Questions>
a) Answer these from the article on the McGill nursing investment:
(i) What is the total amount invested in the program?
(ii) Which three bodies does the program include?
(iii) Which foundation is entrepreneur Richard S. Ingram connected with?
b) Using the article on the McGill nursing investment, explain why practicing nurses are joining with researchers, educators, graduate students and patient representatives.

Page extract>
____________________
A $9-million investment in an initiative at McGill's School of Nursing was launched Monday –  and it is expected to translate into better patient care.

The McGill Nursing Collaborative Program for Education and Innovation in Patient and Family-Centred Care will focus on clinical research to help improve outcomes for patients and their families.

A unique partnership in North America, the program includes the McGill School of Nursing and the nursing departments of the MUHC and the Jewish General Hospital.

Practicing nurses are uniting with researchers, educators, graduate students and patient representatives to improve the quality of care in specific patient populations.

For example, one project has focused on helping new mothers with breastfeeding, while others have looked at helping teens with body image issues during cancer treatments. Another has dealt with managing pain in critically ill patients.

Entrepreneur Richard S. Ingram of the Newton Foundation and other partners have made a $9 million total investment in the project, with a goal of focusing on academic nursing in Montreal.

Ingram said the field is severely underfunded and often ignored by private and public funders.
____________________
Collected material>
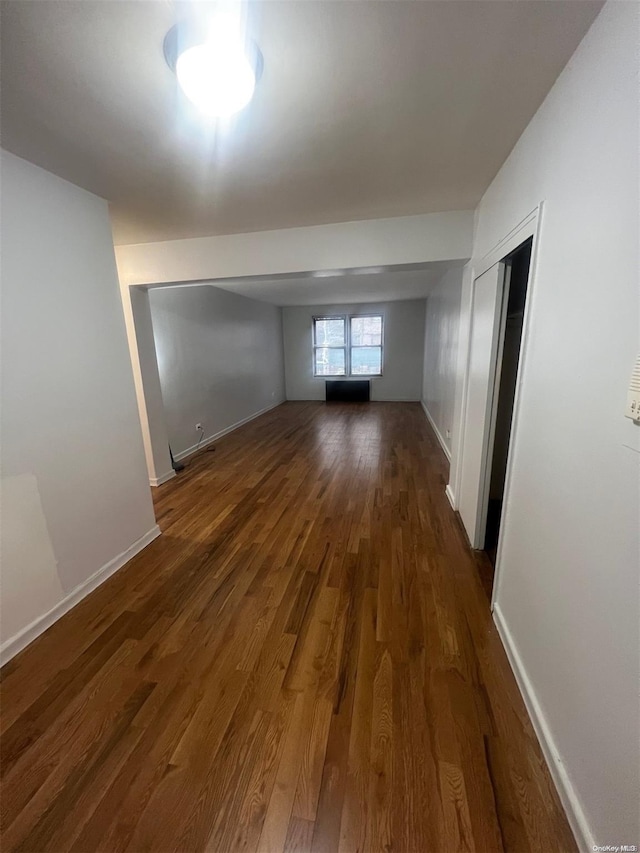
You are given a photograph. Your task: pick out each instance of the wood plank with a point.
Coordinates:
(304, 661)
____________________
Results in order>
a)
(i) $9 million.
(ii) The McGill School of Nursing, the nursing department of the MUHC, and the nursing department of the Jewish General Hospital.
(iii) The Newton Foundation.

b) They are uniting to improve the quality of care in specific patient populations. Examples include helping new mothers with breastfeeding, helping teens with body image issues during cancer treatments, and managing pain in critically ill patients.